## EXCERPT TO READ
******************************
Article
Anton Umnikov · May 31 6m read

Amazon EKS and IRIS. High Availability and Backup

All source code to the article is available at: https://github.com/antonum/ha-iris-k8s 

In the previous article, we discussed how to set up IRIS on k8s cluster with high availability, based on the distributed storage, instead of traditional mirroring. As an example, that article used the Azure AKS cluster. In this one, we'll continue to explore highly available configurations on k8s. This time, based on Amazon EKS (AWS managed Kubernetes service) and would include an option for doing database backup and restore, based on Kubernetes Snapshot.

Installation

Let's get right to business. First - you need AWS account, AWS CLI, kubectl and eksctl tools installed. To create the new cluster run the following command:

eksctl create cluster \
--name my-cluster \
--node-type m5.2xlarge \
--nodes 3 \
--node-volume-size 500 \
--region us-east-1

This command takes ~15 minutes, deploys EKS cluster and makes it a default cluster for your kubectl tool. You can verify the deployment by running:

kubectl get nodes
NAME                                             STATUS   ROLES    AGE   VERSION
ip-192-168-19-7.ca-central-1.compute.internal    Ready    <none>   18d   v1.18.9-eks-d1db3c
ip-192-168-37-96.ca-central-1.compute.internal   Ready    <none>   18d   v1.18.9-eks-d1db3c
ip-192-168-76-18.ca-central-1.compute.internal   Ready    <none>   18d   v1.18.9-eks-d1db3c

The next step is to install Longhorn distributed storage engine.
******************************
## STATED EXERCISE 1
Retype the passage of the article on Amazon EKS and IRIS from "All source code" up to and including "on Kubernetes Snapshot.", keeping its wording unchanged.
The article above and the listing that follows were taken from separate sources.
******************************
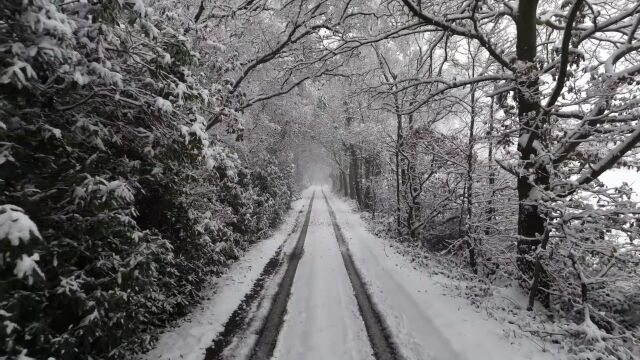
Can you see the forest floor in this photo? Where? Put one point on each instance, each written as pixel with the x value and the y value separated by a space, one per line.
pixel 323 287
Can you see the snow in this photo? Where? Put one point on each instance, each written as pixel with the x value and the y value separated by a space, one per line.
pixel 322 321
pixel 426 322
pixel 189 339
pixel 26 265
pixel 15 225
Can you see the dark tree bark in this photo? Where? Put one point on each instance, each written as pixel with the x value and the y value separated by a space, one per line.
pixel 531 220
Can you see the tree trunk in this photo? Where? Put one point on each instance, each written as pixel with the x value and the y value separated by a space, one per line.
pixel 531 221
pixel 471 246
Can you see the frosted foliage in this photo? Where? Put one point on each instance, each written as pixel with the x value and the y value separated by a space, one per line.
pixel 16 226
pixel 26 266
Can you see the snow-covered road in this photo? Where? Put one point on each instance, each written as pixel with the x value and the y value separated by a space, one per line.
pixel 324 319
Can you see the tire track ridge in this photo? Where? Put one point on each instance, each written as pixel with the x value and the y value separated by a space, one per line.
pixel 268 335
pixel 238 319
pixel 384 348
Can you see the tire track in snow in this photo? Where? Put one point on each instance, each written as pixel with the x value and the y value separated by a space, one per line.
pixel 268 337
pixel 238 319
pixel 379 336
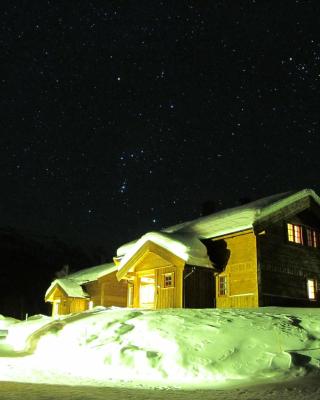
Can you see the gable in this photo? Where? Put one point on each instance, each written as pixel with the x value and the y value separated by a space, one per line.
pixel 147 255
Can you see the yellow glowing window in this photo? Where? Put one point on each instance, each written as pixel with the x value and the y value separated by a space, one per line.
pixel 168 279
pixel 311 285
pixel 295 233
pixel 312 237
pixel 222 285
******************************
## STATED EXERCISE 2
Repeat the listing word for word from the line with "Can you see the tire track in" up to and including its final line, leaving out the picture.

## CORRECT RESPONSE 1
All source code to the article is available at: https://github.com/antonum/ha-iris-k8s 

In the previous article, we discussed how to set up IRIS on k8s cluster with high availability, based on the distributed storage, instead of traditional mirroring. As an example, that article used the Azure AKS cluster. In this one, we'll continue to explore highly available configurations on k8s. This time, based on Amazon EKS (AWS managed Kubernetes service) and would include an option for doing database backup and restore, based on Kubernetes Snapshot.

## CORRECT RESPONSE 2
Can you see the tire track in snow in this photo? Where? Put one point on each instance, each written as pixel with the x value and the y value separated by a space, one per line.
pixel 268 337
pixel 238 319
pixel 379 336
Can you see the gable in this photo? Where? Put one point on each instance, each written as pixel with the x value and the y value separated by a space, one per line.
pixel 147 255
Can you see the yellow glowing window in this photo? Where? Put one point on each instance, each written as pixel with the x value and the y value separated by a space, one per line.
pixel 168 279
pixel 311 285
pixel 295 233
pixel 312 237
pixel 222 285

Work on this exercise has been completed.